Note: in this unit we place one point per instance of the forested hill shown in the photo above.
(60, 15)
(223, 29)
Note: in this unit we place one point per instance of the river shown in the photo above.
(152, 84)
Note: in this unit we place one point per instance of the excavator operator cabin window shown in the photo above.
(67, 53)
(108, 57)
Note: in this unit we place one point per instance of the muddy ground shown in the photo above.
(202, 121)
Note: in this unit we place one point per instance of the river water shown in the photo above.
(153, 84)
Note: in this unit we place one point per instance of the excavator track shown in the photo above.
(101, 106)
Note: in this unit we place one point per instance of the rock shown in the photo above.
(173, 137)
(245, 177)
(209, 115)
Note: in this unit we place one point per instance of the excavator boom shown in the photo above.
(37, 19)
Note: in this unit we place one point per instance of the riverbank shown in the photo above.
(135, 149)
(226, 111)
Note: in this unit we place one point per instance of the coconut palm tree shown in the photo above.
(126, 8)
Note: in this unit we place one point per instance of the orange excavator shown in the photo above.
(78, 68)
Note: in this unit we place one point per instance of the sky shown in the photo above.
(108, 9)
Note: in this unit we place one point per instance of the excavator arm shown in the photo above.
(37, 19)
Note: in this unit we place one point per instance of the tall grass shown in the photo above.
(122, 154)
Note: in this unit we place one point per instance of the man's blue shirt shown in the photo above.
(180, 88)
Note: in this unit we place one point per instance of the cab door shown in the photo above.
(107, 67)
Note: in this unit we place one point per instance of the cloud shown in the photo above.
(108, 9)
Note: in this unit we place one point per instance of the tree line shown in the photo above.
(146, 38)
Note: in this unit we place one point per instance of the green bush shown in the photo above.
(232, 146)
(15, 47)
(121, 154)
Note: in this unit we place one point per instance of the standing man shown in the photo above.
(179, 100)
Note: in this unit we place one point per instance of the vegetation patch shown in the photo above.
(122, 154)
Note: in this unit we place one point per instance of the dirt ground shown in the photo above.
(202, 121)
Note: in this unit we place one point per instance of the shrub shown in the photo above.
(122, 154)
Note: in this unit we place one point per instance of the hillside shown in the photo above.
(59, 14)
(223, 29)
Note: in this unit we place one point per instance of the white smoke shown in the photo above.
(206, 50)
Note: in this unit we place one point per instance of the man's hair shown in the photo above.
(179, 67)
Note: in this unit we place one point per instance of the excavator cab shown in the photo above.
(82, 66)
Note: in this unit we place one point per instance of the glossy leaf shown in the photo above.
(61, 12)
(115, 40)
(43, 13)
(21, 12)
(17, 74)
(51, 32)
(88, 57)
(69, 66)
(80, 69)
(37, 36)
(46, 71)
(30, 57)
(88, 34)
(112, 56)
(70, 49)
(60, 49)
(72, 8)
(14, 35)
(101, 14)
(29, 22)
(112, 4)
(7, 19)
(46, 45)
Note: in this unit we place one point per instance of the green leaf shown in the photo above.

···

SET EXERCISE
Output all preceding records character for character.

OUTPUT BELOW
Note: in this unit we place one point per instance of the forested hill shown in the photo above.
(60, 15)
(223, 29)
Note: in this unit we place one point per instance of the river shown in the photo above.
(152, 84)
Note: in this unit we place one point per instance of the excavator operator cabin window shown in the photo above.
(67, 53)
(108, 57)
Note: in this unit we place one point per instance of the muddy ground shown in the photo above.
(202, 121)
Note: in this unit we place one point per instance of the river water shown in the photo above.
(153, 84)
Note: in this unit we place one point per instance of the excavator track shown in the photo above.
(101, 106)
Note: in this unit we place one point per instance of the rock shown in the photo above.
(173, 137)
(245, 177)
(209, 115)
Note: in this unit we place one point per instance of the excavator boom shown in the photo above.
(37, 19)
Note: in this unit we place one point per instance of the riverbank shown in the photo above.
(135, 149)
(226, 111)
Note: in this unit we place one point per instance of the coconut palm tree shown in the photo above.
(126, 8)
Note: in this unit we place one point per instance of the orange excavator shown in the photo above.
(78, 68)
Note: in this unit we place one point per instance of the sky shown in the photo above.
(108, 9)
Note: in this unit we place one point per instance of the excavator arm shown in the photo above.
(37, 19)
Note: in this unit we place one point per instance of the tall grass shown in the photo above.
(122, 154)
Note: in this unit we place one point per instance of the man's blue shirt shown in the photo above.
(180, 88)
Note: in this unit we place one point per instance of the cab door shown in the photo above.
(107, 67)
Note: in this unit we place one point per instance of the cloud shown in the photo above.
(108, 9)
Note: in this unit we place one point per instance of the tree line shown in the photo above.
(146, 38)
Note: in this unit we place one point per instance of the green bush shown in the photo above.
(232, 146)
(15, 47)
(121, 154)
Note: in this unit we place one point per instance of the standing man shown in the photo above.
(179, 100)
Note: in this unit we place one point per instance of the vegetation patch shown in the photo above.
(122, 154)
Note: in this unit we place one point per instance of the dirt ground shown in the photo above.
(202, 121)
Note: in this unit we place one point per instance of the shrub shown in the photo above.
(122, 154)
Note: in this unit we place one point per instance of the hillside shown in the photo above.
(59, 14)
(223, 29)
Note: in this unit we place one point per instance of the white smoke shown in the photo above.
(206, 50)
Note: in this unit we place one point per instance of the man's hair shown in the photo above.
(179, 67)
Note: in this unit we place one point per instance of the excavator cab shown in the photo above.
(82, 66)
Note: in this unit we place one point per instance of the glossy leaf shown in the photo above.
(61, 12)
(115, 40)
(43, 13)
(21, 12)
(17, 74)
(51, 32)
(88, 57)
(69, 66)
(80, 69)
(37, 36)
(46, 71)
(30, 57)
(88, 34)
(112, 56)
(70, 49)
(60, 49)
(72, 8)
(14, 35)
(101, 14)
(29, 22)
(112, 4)
(7, 19)
(46, 45)
Note: in this unit we place one point per instance of the green leaf shown in the photo above.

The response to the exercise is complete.